WORK ITEM:
Would you copy only the lines below, beginning with the one that contains "</instance>" and running through the last entry line?

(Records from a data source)
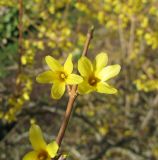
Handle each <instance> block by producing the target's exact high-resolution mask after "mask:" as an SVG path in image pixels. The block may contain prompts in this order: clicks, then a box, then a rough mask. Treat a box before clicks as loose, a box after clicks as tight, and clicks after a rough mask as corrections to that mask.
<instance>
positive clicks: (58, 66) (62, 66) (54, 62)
mask: <svg viewBox="0 0 158 160" xmlns="http://www.w3.org/2000/svg"><path fill="white" fill-rule="evenodd" d="M45 60H46V63H47V64H48V66H49V68H50V69H51V70H52V71H60V70H63V66H62V65H61V64H60V63H59V61H57V60H56V59H54V58H53V57H51V56H46V58H45Z"/></svg>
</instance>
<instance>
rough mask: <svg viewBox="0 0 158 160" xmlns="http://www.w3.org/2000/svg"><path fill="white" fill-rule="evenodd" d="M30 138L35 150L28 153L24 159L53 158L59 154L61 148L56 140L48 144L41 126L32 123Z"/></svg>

EXERCISE ANSWER:
</instance>
<instance>
rough mask: <svg viewBox="0 0 158 160" xmlns="http://www.w3.org/2000/svg"><path fill="white" fill-rule="evenodd" d="M30 138L35 150L28 153L24 159L53 158L59 154L61 148L56 140L48 144L41 126L32 123Z"/></svg>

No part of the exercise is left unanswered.